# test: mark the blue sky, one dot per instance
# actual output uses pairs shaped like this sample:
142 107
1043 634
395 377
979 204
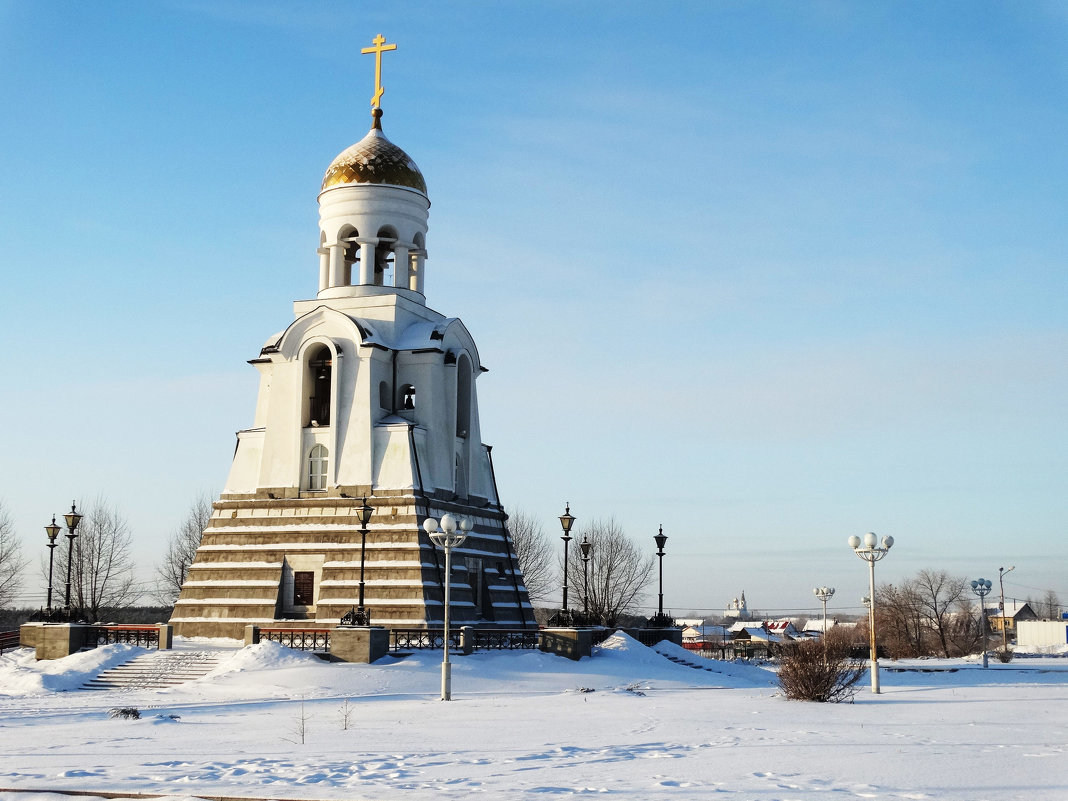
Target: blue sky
768 273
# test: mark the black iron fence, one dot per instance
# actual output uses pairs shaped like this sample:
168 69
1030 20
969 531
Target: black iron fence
423 639
499 639
144 635
302 639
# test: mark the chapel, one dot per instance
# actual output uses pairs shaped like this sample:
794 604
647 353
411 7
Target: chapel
366 424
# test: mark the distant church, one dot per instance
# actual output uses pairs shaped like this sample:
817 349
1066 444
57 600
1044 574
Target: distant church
367 393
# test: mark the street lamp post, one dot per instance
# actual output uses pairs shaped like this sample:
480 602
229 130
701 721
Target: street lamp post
566 521
365 511
661 540
451 534
585 546
825 594
72 518
1002 572
980 587
868 550
52 531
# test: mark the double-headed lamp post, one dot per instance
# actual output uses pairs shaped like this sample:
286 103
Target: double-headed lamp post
825 594
980 587
586 546
868 550
566 521
661 539
72 518
1001 581
450 535
51 531
365 511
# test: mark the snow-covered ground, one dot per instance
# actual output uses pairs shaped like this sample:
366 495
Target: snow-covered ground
627 723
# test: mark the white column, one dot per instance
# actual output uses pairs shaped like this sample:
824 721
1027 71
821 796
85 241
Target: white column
324 268
401 266
336 264
366 262
420 265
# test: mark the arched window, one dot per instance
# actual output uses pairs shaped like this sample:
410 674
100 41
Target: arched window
383 256
320 375
317 468
350 254
459 477
462 395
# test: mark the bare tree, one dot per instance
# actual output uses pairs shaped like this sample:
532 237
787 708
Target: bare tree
182 548
942 602
12 562
618 571
534 553
101 570
820 670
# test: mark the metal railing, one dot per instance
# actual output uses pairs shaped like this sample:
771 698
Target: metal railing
144 635
422 639
302 639
9 640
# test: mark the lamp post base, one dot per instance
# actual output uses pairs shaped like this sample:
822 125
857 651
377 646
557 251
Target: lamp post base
446 680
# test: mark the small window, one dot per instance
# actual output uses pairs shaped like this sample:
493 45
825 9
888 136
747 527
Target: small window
320 376
317 468
303 587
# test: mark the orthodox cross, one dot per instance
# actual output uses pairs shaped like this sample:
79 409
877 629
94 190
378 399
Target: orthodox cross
378 49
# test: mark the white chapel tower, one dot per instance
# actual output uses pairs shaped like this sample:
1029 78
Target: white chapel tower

==*==

Write out every line of the listing above as a numbered list, skipping any blank lines and leaving out the pictures.

**Answer for the task**
1. # test: mark the blue sky, one dot per instance
2. # actual output uses pairs shaped like this sample:
3. 142 107
4. 1043 634
5. 395 377
6. 979 204
7. Target: blue sky
8. 768 273
9. # test: mark the black iron fence, one dot per instance
10. # actual output uses pairs shaped like this sample:
11. 168 69
12. 1030 20
13. 969 531
14. Target: black iron fence
15. 423 639
16. 499 639
17. 144 635
18. 302 639
19. # test: mark the chapel, one dot per instance
20. # actual output uses pairs shaped like this sample:
21. 794 604
22. 647 353
23. 411 7
24. Target: chapel
25. 366 424
26. # test: mark the distant church, one dot per instance
27. # actual output uses pairs shaped like this sample:
28. 817 349
29. 1066 444
30. 57 600
31. 1044 574
32. Target: distant church
33. 367 393
34. # test: mark the street lamp post, one dot per instance
35. # actual output uses pairs shaped like this sample:
36. 480 602
37. 229 130
38. 701 721
39. Target: street lamp post
40. 566 521
41. 365 511
42. 661 540
43. 451 534
44. 585 546
45. 825 594
46. 72 518
47. 1002 572
48. 980 587
49. 868 550
50. 52 531
51. # test: mark the double-headed lamp post, one dot per instance
52. # actual output uses pairs shaped like this sample:
53. 286 103
54. Target: double-headed lamp post
55. 825 594
56. 980 587
57. 586 546
58. 868 550
59. 566 521
60. 661 539
61. 72 518
62. 1001 581
63. 450 535
64. 51 531
65. 365 511
66. # test: mark the snow-covered ground, one dot per instance
67. # actual output uses pairs shaped like this sample:
68. 366 495
69. Target: snow-covered ground
70. 627 723
71. # test: mark the white column, one dot per instance
72. # actual output uses pairs shaped like this sample:
73. 824 721
74. 1027 71
75. 821 796
76. 85 241
77. Target: white column
78. 324 268
79. 401 266
80. 336 264
81. 366 262
82. 420 265
83. # test: mark the arched window, one dot per instance
84. # actual output uses pairs shaped like this sample:
85. 410 674
86. 100 41
87. Target: arched window
88. 383 256
89. 320 375
90. 317 468
91. 350 254
92. 459 477
93. 462 395
94. # test: mark the bare tree, one dot per instance
95. # actual output uses pairs shaped like this sample:
96. 532 237
97. 787 708
98. Target: bare tree
99. 182 548
100. 942 602
101. 12 562
102. 618 571
103. 534 553
104. 101 570
105. 820 670
106. # test: mark the metal railing, one dot per instance
107. # actual output uses pairs shaped like this sample:
108. 771 698
109. Target: metal railing
110. 144 635
111. 422 639
112. 302 639
113. 9 640
114. # test: mark the lamp post base, one dot per instance
115. # actual output uses pairs shaped like this sample:
116. 822 125
117. 857 651
118. 377 646
119. 557 251
120. Target: lamp post base
121. 446 680
122. # test: mark the small window, one dot per instance
123. # actual output uses pairs shaped like this sample:
124. 493 45
125. 825 9
126. 888 136
127. 747 527
128. Target: small window
129. 320 376
130. 317 468
131. 303 587
132. # test: mark the orthodox cross, one dot per instance
133. # actual output uses pairs shaped like this sample:
134. 79 409
135. 877 629
136. 94 190
137. 378 399
138. Target: orthodox cross
139. 378 49
140. # test: mark the white chapel tower, one dot per instance
141. # actual output uses pairs shaped like this sample:
142. 1029 78
143. Target: white chapel tower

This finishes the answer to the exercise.